▶ [INSTRUCTIONS]
**A)** From the guitar forum thread, reproduce the stretch from "## Doctor Blind" through "or right. Shame.".
**B)** In the guitar forum thread, condense the paragraph beginning "Here is part of my collection" into one shorter sentence that keeps its main facts.

--- START PASSAGE PROVIDED ---

# Show me those guitars



## go slash (Oct 27, 2008)

:rockon2: Lets see them


----------



## bagpipe (Sep 19, 2006)

Here is part of my collection. These are the ones I play on Wednesdays. Show us your collection.


----------



## Tarbender (Apr 7, 2006)

Hey Bagpipe... I really like that Telecaster :smile:


----------



## greco (Jul 15, 2007)

Tarbender said:


> Hey Bagpipe... I really like that Telecaster :smile:


Do you mean the one with the maple neck?...just want to be sure.

Dave


----------



## Mogwaii (Feb 16, 2007)

I suppose you like tele's?



/beingasmartass


----------



## Balou (Apr 1, 2008)

Wow bagpipe, what a nice guitars collection. Gas, gas, gas, outch! Have to talk with my wife...


----------



## Doctor Blind (Oct 17, 2008)

guitargasm!!!

Love the 5th tele on the bottom left. Surf green?

EDIT: changed 'bottom right' to 'bottom left'

Seems like I can't tell the difference between left or right. Shame.


----------



## Balou (Apr 1, 2008)

--- END PASSAGE PROVIDED ---
--- START DATA EXTRACT ---

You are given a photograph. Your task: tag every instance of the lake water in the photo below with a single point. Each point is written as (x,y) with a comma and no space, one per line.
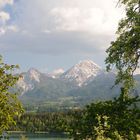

--- END DATA EXTRACT ---

▶ [ANSWERS BY TASK]
**A)**
## Doctor Blind (Oct 17, 2008)

guitargasm!!!

Love the 5th tele on the bottom left. Surf green?

EDIT: changed 'bottom right' to 'bottom left'

Seems like I can't tell the difference between left or right. Shame.

**B)** This is part of my collection, the guitars I play on Wednesdays; show us yours.